» EXCERPTED TEXT:
“Squawk,” the alarm rang out.
“Responding Crew. Man down at the corner of Market and Main. Man down at the corner of Market and Main. Bystanders state that they are unable to wake the victim and are keeping him warm.”
This was it! My stress level shot through the roof as we ran to our squad, and I, as a new Emergency Medical Technician, was anxious to get my first run under my belt. I heard all the advise.
“Stay calm. If you run you are done. A bad responder is a hurt responder.”
All of those rules ran through my pounding head as my stomach churned, and my heart raced. As I jumped into the passenger side I pushed the bay door button, and my Paramedic Training Officer started the engine while pushing all emergency light buttons at the same time. I noticed the sweat that he left on the control panel. I looked over at him and his hair was already becoming soaked with sweat as he continued to wipe his brow and flick it out the window.
He turned the siren switch, and Wooh wooh wooh! Boy was it loud. The siren was placed in the center of the light bar on top of the driving cab. When it blared it was right over your head and echoed in the cab where the crew sat. “Your job is to yell CLEAR RIGHT!” he screamed at me. He had to scream to communicate. Then he pushed the “Q” button. The best way to describe this sound is that it is like an air raid siren. It started low and then went to a high pitch and went on as long as the siren turned. It was also over our heads, and was 4 times as loud as the regular siren. The Paramedic loved the “Q” and used it the most. As I watched him drive, he twitched and sweated. Sweating I could almost handle, but the twitching was unsettling. I was going to die.
As we approached our first intersection, he blared the “Q” again and I looked to the right. “GO!” I yelled.
“NOT GO! CLEAR RIGHT! CLEAR RIGHT ONLY! IF YOU SAY GO, I COULD MISUNDERSTAND YOU AND THINK YOU SAID “NO” NOT “GO”. CLEAR RIGHT!”

[Stored data]
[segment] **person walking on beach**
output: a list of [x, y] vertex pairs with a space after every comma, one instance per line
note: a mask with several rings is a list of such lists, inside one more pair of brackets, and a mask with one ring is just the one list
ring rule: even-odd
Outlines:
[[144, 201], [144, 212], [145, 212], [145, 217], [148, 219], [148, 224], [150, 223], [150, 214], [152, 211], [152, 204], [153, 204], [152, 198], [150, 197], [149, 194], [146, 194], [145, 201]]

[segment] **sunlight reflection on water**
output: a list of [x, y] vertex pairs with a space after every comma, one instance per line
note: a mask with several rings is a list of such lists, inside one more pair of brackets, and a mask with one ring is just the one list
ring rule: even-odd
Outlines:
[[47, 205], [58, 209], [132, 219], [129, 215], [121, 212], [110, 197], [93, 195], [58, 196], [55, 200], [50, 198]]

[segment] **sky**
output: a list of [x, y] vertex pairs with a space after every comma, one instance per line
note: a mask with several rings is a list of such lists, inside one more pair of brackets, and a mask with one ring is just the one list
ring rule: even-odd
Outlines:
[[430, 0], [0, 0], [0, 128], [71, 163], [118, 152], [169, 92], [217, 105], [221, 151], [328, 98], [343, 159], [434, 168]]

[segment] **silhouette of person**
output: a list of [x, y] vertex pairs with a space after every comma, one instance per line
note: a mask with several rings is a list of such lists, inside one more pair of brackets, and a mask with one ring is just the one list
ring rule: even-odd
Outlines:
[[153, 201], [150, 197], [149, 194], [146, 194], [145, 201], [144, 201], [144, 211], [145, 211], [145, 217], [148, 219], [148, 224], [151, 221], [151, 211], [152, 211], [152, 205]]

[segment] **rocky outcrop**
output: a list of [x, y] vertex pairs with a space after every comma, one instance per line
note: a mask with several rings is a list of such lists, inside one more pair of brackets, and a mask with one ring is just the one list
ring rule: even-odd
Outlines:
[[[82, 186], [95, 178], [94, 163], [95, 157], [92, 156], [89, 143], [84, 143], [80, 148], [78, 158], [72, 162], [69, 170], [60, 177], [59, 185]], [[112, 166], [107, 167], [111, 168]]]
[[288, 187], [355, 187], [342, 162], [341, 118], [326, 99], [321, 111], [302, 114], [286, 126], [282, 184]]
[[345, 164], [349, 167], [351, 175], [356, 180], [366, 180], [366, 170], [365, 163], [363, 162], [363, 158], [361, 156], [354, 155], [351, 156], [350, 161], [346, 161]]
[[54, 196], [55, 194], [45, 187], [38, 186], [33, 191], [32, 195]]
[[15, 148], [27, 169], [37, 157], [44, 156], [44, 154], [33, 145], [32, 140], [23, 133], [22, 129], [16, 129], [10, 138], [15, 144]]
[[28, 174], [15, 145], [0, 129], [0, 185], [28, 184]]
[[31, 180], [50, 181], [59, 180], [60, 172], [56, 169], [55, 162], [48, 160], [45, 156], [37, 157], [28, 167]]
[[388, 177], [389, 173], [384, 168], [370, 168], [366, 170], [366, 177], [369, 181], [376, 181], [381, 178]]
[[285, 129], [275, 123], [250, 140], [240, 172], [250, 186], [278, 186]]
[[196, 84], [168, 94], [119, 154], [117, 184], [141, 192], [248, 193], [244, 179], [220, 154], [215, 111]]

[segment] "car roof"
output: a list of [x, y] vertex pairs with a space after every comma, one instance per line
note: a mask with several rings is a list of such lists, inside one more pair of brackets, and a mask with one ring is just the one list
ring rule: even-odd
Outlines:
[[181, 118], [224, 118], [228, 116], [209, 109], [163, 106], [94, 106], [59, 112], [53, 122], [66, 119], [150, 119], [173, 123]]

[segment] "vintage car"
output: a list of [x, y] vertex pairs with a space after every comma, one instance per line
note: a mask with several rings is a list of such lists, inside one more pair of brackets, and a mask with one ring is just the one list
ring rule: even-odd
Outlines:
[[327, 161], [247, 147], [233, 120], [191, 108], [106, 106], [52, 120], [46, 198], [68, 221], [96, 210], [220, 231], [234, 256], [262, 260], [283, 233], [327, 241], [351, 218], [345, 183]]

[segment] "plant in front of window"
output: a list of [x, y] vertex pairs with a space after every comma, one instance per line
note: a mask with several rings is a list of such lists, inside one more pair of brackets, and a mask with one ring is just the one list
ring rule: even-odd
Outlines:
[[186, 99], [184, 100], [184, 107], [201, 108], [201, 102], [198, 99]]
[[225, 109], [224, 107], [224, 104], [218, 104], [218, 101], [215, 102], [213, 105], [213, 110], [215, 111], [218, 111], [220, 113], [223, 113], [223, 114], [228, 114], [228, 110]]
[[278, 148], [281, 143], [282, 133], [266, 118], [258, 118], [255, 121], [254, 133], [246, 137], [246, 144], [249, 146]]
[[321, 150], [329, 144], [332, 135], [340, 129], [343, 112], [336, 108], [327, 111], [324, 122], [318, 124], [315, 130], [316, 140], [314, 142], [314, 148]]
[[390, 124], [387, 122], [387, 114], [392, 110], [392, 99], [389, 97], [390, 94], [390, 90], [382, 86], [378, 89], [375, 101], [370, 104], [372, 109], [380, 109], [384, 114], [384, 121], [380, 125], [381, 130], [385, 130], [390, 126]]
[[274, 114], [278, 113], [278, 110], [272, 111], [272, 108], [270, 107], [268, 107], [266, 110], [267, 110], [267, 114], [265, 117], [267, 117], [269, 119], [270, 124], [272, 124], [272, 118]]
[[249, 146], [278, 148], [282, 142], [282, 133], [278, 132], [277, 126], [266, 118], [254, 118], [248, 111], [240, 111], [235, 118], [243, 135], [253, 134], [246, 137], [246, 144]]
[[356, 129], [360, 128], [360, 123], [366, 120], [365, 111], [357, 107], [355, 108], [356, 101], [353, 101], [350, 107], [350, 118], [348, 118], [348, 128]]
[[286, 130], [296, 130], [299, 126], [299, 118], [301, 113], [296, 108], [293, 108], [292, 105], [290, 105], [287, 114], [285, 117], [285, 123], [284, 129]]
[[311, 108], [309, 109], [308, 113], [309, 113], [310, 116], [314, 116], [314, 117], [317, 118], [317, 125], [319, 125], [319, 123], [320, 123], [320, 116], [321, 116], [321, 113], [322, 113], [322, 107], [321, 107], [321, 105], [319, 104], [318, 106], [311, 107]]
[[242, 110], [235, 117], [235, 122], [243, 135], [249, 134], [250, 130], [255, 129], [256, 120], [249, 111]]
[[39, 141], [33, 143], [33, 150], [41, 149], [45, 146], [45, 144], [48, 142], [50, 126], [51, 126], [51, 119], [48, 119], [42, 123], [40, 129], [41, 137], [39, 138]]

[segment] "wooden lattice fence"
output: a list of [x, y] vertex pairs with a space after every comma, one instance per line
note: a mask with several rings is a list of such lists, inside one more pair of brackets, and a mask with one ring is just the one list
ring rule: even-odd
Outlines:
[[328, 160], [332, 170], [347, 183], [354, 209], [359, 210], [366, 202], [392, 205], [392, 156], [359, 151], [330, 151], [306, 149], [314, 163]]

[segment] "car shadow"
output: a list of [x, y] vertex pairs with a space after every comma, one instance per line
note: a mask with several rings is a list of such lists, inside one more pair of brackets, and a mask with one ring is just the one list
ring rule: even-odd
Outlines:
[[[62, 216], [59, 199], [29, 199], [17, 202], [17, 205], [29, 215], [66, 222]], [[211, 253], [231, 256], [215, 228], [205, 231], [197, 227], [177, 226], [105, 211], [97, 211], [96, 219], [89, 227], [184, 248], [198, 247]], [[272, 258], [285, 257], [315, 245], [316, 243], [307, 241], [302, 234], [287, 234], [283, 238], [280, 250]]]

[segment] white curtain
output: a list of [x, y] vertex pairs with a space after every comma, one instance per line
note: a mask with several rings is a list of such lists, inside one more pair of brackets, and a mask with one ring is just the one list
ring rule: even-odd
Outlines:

» COMPLETE THE FOLLOWING:
1) In the ambulance-run story, how much louder than the regular siren is the "Q"?
2) Proceed with the ambulance-run story from where it stops.

» ANSWERS GIVEN:
1) 4 times as loud

2)
I looked at the sweating, twitching man as we sat in the middle of the intersection and lost all nervousness. I just hoped we were going to get to the scene. My Paramedic was in need of a Paramedic and some Valium.
“CLEAR RIGHT!” I screamed at him.
We were off again with loud sirens, and lights, and sweating, and twitching. We arrived safely, and the Paramedic started barking orders at me to assist the victim. I had good basic training so I was on top of every order he gave. As we loaded the victim into the ambulance, he threw me the keys and stated that I was to get them to the hospital fast. My first time driving. I closed the back doors and I ran at first, then slowed to a fast paced walk to the front of the ambulance. We aren’t supposed to run. I hopped into the driver seat and put my seat belt on. I turned the key, and nothing. I turned the key again and nothing. I looked in the back of the ambulance and looked at my Paramedic Supervisor.
“What?” he asked.
“It is dead.”
“Try the battery switch.”
“It is on.”
“Turn it off and turn it on again.”
You could see his whole body slump and he stopped twitching. “Are the control panel switches on?”
“Every one of them,” I replied. We weren’t going anywhere fast.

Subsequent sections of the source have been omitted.